::: Page text :::
This is part two of a series on consent. Part one is here.
The following is a continuation of my answers to many questions men have about the “Consent Pledge” I created (for men who have sex with women.)
I’ve never pressured a woman for sex, violated a woman’s sexual boundaries, or committed any kind of sexual misconduct. Not all men are predators. So why are you encouraging me, and all men, to sign a consent pledge?
First, if you’ve never pressured a woman for sex, violated a woman’s sexual boundaries, or committed any kind of sexual misconduct, thank you for doing the right thing. I hope you take leadership in encouraging other men to follow your example.
I also hope you’ll still sign this pledge, as it is not a commentary about the signer’s past behavior, but rather, a commitment and show of support for creating a new, positive standard for men around sexual consent. And a tool for raising awareness with other men.
However, even if you feel confident that you’ve never pushed past a woman’s sexual boundaries in the past, I would like you to consider the following:
One of the most notable aspects of the online dialogue around the Aziz Ansari incident, was that virtually all women who wrote articles about it—even women who were defending him and did not believe he had committed an assault—stated that they’d had many experiences while on dates with men along the lines described in the original article about Ansari. The widespread consensus among the women I read—including among who were disagreeing with each other about other aspects of the case—seemed to be this type of intense sexual pressure from men while on dates was all too common among them:
Experiences in which a man has been extremely pushy and aggressive about his sexual desires during a date. Experiences in which a man just wasn’t paying attention to (or didn’t even care about) all the subtle and not-so-subtle verbal and non-verbal cues she was giving him that she was uncomfortable and that she wanted him to slow down.
Experiences in which the woman ended up feeling objectified by the man, and used as a means for his own sexual gratification, without concern for her own comfort, desires, preferences, requests, or boundaries–even if technically no law was broken.
The consensus among women commenting online seems to be that the way Ansari is alleged to have acted is extremely common among men when on dates with women. (Note: I am not speaking for any women by saying this; I am merely reporting my own sense of what I’m reading among a wide range of women’s commentary.)
If aggressive pressure for sex by men on dates is as common as women are saying it is—and I believe them when they say it—then it is statistically impossible that this behavior is being perpetuated by just a few “bad apples.” (Note: I’m not talking about violent, forceful, criminal assault here. I’m talking about persistent verbal pressure that does not necessarily rise to the level of a crime.)
Yet few men seem to believe they have ever acted this way. So, there’s a disconnect somewhere. And I believe that disconnect is in our own self-image as men. We may believe we’ve never pressured a woman for sex in a way that made her feel uncomfortable or that disrespected, pushed, or crossed her boundaries—but it’s actually very likely that we did, and she never told us how she felt about it afterwards. (Or she did try to tell us how she felt about it afterwards, and we wouldn’t listen.)
::: Information given :::
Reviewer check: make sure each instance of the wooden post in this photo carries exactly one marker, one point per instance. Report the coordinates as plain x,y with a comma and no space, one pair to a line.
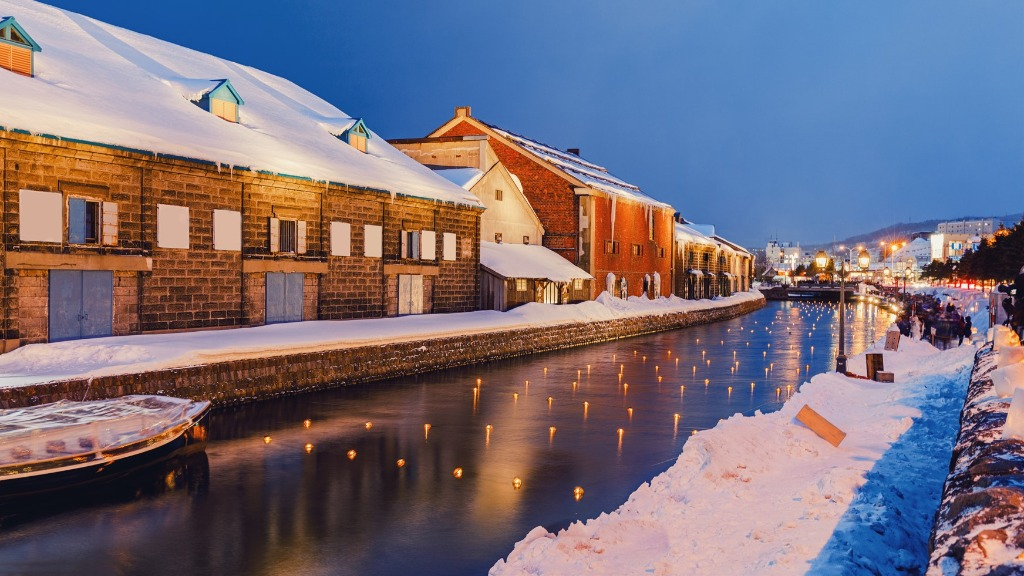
820,426
875,363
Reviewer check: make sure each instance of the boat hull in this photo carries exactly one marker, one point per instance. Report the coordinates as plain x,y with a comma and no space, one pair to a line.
190,439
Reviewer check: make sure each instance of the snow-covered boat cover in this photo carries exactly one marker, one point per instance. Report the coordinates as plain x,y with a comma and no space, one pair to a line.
67,428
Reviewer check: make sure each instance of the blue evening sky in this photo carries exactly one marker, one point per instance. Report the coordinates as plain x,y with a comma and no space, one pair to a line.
799,118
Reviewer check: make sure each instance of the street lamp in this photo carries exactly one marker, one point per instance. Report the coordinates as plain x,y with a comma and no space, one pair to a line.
821,259
863,260
841,358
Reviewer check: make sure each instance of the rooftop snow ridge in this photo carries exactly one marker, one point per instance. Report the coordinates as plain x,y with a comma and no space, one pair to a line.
281,130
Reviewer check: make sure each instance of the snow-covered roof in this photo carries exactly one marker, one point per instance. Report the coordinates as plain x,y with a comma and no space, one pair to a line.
587,172
732,245
686,234
102,84
465,177
528,260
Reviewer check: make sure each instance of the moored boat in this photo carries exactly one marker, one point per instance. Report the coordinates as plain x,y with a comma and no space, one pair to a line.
67,444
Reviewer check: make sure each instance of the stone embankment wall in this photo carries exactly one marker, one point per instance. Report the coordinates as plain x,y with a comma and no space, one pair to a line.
244,380
979,528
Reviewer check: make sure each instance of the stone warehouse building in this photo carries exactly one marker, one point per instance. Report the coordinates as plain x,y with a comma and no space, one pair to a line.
601,223
217,195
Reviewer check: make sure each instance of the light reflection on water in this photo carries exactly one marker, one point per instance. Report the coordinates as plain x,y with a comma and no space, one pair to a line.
274,508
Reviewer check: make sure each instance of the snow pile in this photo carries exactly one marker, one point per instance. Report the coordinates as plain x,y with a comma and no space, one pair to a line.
103,84
764,494
528,260
122,355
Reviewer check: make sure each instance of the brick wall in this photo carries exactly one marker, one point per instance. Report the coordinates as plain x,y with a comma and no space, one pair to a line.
246,380
201,287
550,195
632,228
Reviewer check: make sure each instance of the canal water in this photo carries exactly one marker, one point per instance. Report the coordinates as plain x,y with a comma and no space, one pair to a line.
415,476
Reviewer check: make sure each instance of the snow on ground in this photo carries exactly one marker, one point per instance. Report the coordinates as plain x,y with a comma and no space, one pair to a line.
764,494
121,355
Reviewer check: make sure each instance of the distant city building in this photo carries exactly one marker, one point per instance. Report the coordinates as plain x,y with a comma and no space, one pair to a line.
983,227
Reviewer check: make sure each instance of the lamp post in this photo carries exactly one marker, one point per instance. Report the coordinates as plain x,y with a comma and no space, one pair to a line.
821,260
841,358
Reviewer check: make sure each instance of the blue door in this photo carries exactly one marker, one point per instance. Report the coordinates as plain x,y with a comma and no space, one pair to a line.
81,304
284,297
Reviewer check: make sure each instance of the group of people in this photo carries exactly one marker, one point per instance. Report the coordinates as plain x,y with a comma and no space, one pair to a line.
1013,303
938,324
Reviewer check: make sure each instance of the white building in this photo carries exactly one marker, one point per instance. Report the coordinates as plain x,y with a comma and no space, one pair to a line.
983,228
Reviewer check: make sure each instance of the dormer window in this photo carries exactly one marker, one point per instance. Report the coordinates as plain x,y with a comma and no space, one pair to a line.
216,96
356,135
16,48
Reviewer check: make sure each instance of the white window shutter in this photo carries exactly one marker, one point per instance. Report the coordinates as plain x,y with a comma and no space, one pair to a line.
110,220
41,217
300,241
341,239
373,241
274,235
429,243
448,248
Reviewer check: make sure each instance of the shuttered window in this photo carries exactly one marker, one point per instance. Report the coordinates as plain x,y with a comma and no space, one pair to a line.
15,58
288,236
222,109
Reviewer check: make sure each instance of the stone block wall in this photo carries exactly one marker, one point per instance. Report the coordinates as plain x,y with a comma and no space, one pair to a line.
201,287
246,380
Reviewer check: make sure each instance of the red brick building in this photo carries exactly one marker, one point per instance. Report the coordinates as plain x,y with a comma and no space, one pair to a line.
216,196
597,221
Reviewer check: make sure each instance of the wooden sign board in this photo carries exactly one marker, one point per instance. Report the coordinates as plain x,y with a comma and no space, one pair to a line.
820,426
892,340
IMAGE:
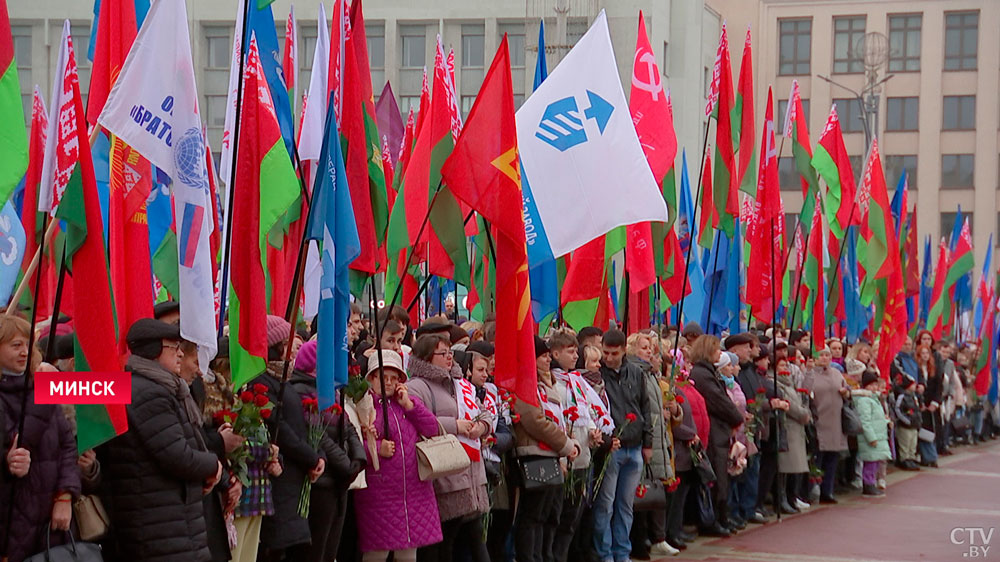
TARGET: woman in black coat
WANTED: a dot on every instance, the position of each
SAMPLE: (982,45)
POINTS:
(724,417)
(40,466)
(155,475)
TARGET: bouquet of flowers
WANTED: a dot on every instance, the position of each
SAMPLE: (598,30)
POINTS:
(317,422)
(629,418)
(248,417)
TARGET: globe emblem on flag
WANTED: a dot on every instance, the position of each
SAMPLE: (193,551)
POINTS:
(189,159)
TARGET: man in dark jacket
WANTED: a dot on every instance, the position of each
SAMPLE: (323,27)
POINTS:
(156,473)
(629,404)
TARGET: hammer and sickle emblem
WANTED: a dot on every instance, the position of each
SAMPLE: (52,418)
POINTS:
(654,86)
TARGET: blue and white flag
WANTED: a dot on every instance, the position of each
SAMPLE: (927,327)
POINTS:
(12,241)
(331,221)
(580,149)
(153,107)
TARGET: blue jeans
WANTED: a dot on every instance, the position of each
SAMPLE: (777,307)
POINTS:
(613,505)
(743,490)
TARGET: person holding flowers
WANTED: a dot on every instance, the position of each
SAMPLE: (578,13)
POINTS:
(397,512)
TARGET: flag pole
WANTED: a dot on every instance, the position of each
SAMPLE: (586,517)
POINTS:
(232,173)
(691,243)
(27,376)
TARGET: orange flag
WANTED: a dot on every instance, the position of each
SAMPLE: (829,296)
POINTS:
(483,172)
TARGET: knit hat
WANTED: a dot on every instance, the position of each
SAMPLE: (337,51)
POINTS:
(305,361)
(277,329)
(869,377)
(390,360)
(541,348)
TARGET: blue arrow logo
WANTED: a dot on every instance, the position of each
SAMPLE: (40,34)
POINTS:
(562,127)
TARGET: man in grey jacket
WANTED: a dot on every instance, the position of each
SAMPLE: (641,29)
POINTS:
(629,405)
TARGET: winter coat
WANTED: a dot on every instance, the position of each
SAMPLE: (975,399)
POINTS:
(47,436)
(875,426)
(463,493)
(795,459)
(343,461)
(152,477)
(626,392)
(285,528)
(699,412)
(684,432)
(825,385)
(397,510)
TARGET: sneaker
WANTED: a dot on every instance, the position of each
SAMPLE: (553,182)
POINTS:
(663,549)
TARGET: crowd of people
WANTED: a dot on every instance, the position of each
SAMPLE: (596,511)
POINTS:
(637,444)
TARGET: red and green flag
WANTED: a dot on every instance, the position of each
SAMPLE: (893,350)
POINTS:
(834,166)
(13,136)
(86,259)
(266,186)
(878,251)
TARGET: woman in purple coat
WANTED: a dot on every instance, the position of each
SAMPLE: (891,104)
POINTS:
(397,512)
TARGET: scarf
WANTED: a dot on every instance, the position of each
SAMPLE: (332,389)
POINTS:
(155,372)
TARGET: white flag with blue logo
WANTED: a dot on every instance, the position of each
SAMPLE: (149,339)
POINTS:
(12,241)
(154,108)
(580,152)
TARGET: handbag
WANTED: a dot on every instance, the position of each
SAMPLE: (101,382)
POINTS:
(91,518)
(850,422)
(441,456)
(539,472)
(653,493)
(72,552)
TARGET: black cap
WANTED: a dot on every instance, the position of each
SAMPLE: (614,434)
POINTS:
(541,348)
(481,347)
(148,330)
(164,308)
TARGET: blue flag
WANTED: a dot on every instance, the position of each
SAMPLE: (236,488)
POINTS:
(543,275)
(331,222)
(694,303)
(12,241)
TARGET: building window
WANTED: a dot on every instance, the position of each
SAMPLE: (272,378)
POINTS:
(575,28)
(218,46)
(515,43)
(959,113)
(779,117)
(414,43)
(904,42)
(902,114)
(788,176)
(957,170)
(961,40)
(473,46)
(948,223)
(794,46)
(22,52)
(895,165)
(850,115)
(215,111)
(848,39)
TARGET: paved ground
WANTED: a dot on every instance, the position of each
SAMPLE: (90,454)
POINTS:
(922,517)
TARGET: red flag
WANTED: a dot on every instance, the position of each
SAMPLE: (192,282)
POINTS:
(483,171)
(764,291)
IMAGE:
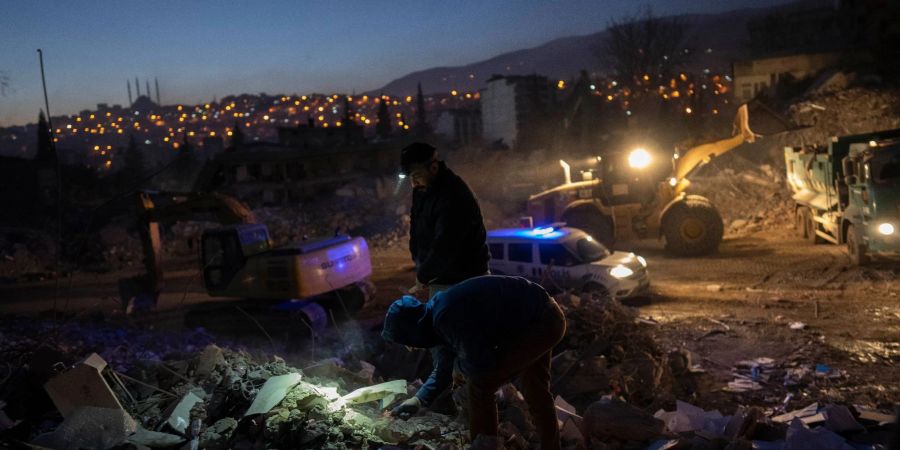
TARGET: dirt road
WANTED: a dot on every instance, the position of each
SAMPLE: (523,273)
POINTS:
(732,306)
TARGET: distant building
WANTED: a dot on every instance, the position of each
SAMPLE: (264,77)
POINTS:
(306,160)
(756,75)
(512,107)
(311,137)
(460,126)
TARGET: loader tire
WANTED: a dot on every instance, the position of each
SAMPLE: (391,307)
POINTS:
(856,249)
(692,227)
(594,223)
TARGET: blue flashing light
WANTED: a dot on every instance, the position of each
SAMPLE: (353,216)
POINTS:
(542,233)
(539,231)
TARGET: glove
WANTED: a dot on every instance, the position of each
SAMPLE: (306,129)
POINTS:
(407,409)
(419,287)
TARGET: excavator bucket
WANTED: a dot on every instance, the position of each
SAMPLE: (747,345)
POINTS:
(765,121)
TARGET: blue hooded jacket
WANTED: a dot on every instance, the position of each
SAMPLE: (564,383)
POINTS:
(471,322)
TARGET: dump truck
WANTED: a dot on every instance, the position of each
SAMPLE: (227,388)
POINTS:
(238,259)
(848,192)
(641,193)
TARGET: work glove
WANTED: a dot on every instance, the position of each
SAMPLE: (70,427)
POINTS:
(419,288)
(458,378)
(407,409)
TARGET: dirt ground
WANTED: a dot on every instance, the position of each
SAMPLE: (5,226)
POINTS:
(739,304)
(733,306)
:::
» **Tasks to carry out**:
A - Answer these questions using the article on the consent pledge:
(i) Which part of the series on consent is this article?
(ii) Whose incident prompted the online dialogue that the writer discusses?
(iii) In the note about "bad apples," what kind of behavior does the writer say he is not talking about?
B - Carry the article on the consent pledge forward from its last sentence.

» **Task-by-task answers**:
A -
(i) Part two.
(ii) Aziz Ansari's.
(iii) Violent, forceful, criminal assault.

B -
I believe we men need to give ourselves a good hard look in the mirror and listen to what women are telling us, ASAP.
And I believe that if we do that, and are really honest with ourselves, then most of us will indeed have to admit that, on at least one occasion in the past, we have done one of the following: badgered, begged, bothered, bugged, cajoled, convinced, demanded, goaded, guilted, manipulated, nagged, needled, pestered, pleaded, prodded, pressured, or pushed a women for sex… until she finally “gave in” and said “OK”–or at least, stopped saying “no.” In short, we’ve engaged in hard-selling our hard-ons, to women. This needs to stop.
Guys, in a business context, do you feel good when another guy tries to do a high-pressure, hard-sell on you? High-pressure, emotionally-manipulative hard-selling is not illegal. But even if you say “yes” after being subjected to such a hard-sale, you don’t usually feel good about it afterwards. Usually, you feel at least a little used, objectified (as a walking human wallet) and taken advantage of. And you resent the guy who pushed you so hard.
Well, that’s what I believe most of us men have done, at least once in the past, in the sexual realm: high-pressure sales. And we’ve been doing this high-pressure sales towards a group of people who have been socialized to give in to men’s pressure, even if they weren’t sure they wanted to. The reality is that most women have been socialized, since the time they were little girls, to act in certain ways when in the presence of a man.
Of course, they don’t always act in these ways—thank goodness—but this is how women have been told to act when in the presence of a man: to be charming, delightful, pretty, available, and pleasantly flirtatious, yet also demure, indirect, and coy. To not speak up for herself in front of a man; to listen to him closely—without interrupting or inserting too many of her own opinions or objections. To be selfless, needless, desireless and supporting in the face of other people’s needs and desires—especially those of men. To caretake and placate a man’s emotions, which often take a turn for the worse when he doesn’t get what he wants. To cheerfully and pleasantly give him what he wants, without “putting up too much of a fight.” To base her sense of self-worth and self-approval on the sexual approval she receives from men. (Once again, women don’t always act in these ways—but that’s how society has tried to get them to act.)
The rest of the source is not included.